Task prompt:
Write out all of the listing exactly. Add nothing to it.

Records for the exercise:
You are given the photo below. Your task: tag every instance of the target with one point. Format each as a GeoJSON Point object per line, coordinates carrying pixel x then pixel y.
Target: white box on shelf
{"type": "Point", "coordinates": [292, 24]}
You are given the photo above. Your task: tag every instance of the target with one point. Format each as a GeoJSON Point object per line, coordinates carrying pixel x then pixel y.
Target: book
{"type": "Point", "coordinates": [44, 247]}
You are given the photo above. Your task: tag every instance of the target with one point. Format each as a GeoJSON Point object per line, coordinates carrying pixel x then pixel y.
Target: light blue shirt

Result of the exercise:
You are given the photo below. Your task: tag every instance of the target with one point. Format each as a GeoJSON Point object per line, coordinates carrying pixel x then pixel y.
Target: white box on shelf
{"type": "Point", "coordinates": [292, 24]}
You are given the photo above. Your task: tag every instance of the target with one point. Format each as a GeoJSON Point object per line, coordinates carrying pixel x then pixel y.
Target: book
{"type": "Point", "coordinates": [44, 247]}
You are given the photo above. Your task: tag every instance of the target with one point. Format each as a GeoJSON Point object per line, coordinates carrying pixel x then pixel y.
Target: light blue shirt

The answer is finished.